#### [Exercise data]
---
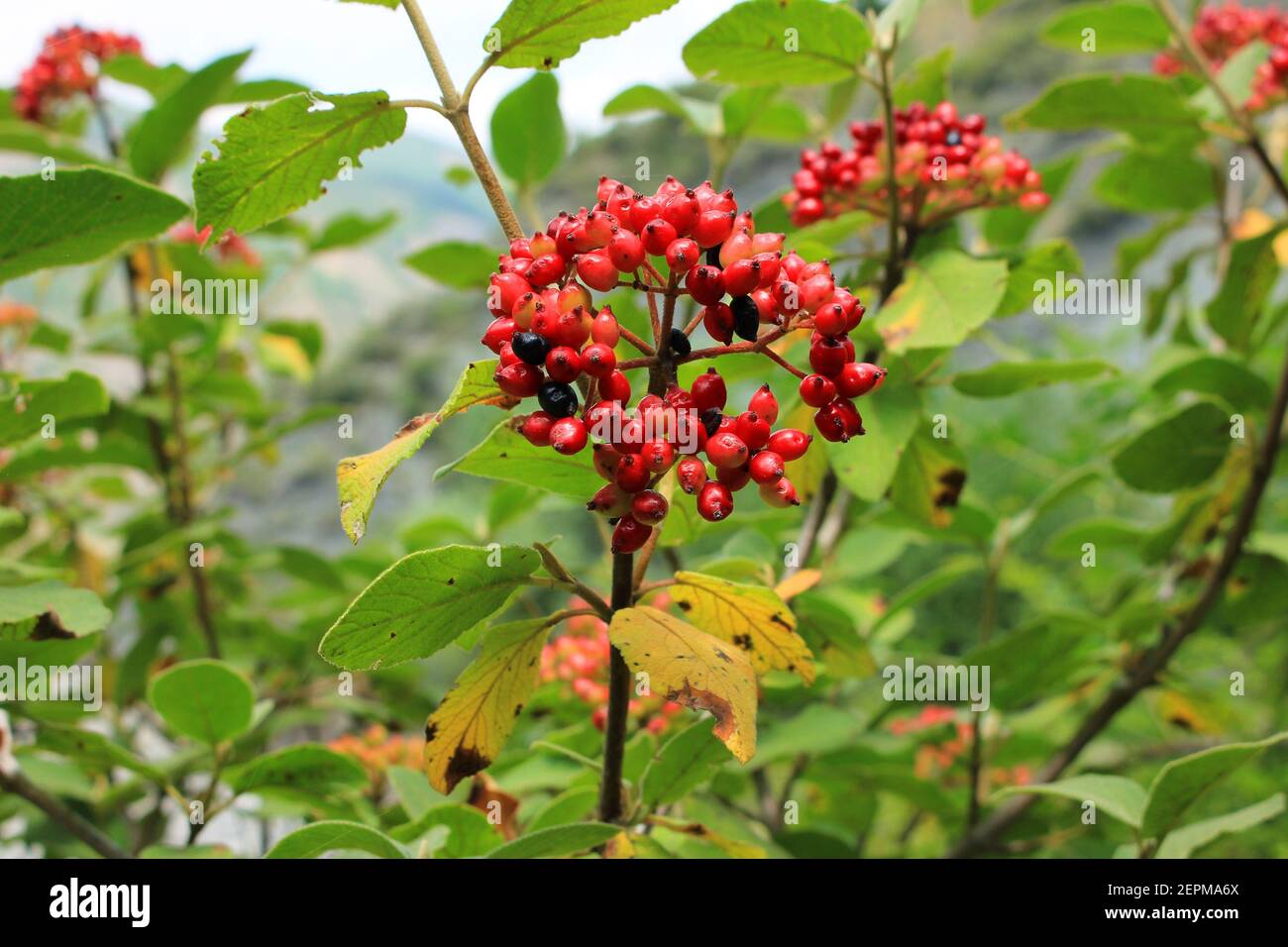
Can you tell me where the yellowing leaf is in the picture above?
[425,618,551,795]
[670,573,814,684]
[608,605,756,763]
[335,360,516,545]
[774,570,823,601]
---
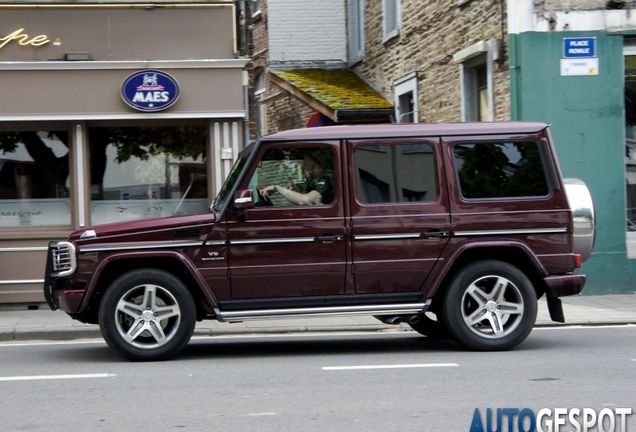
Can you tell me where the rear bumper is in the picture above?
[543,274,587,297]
---
#### [What you should do]
Could you convert the stretch of material from the line containing "Can you tell me where the yellowing" through the line containing "[774,570,823,601]" into a JSON list of strings, one string per line and blank lines omitted?

#### [Task response]
[
  "Can you tell me where the yellowing leaf is in the picture above?",
  "[425,618,551,795]",
  "[670,573,814,684]",
  "[608,605,756,763]",
  "[335,360,516,545]",
  "[774,570,823,601]"
]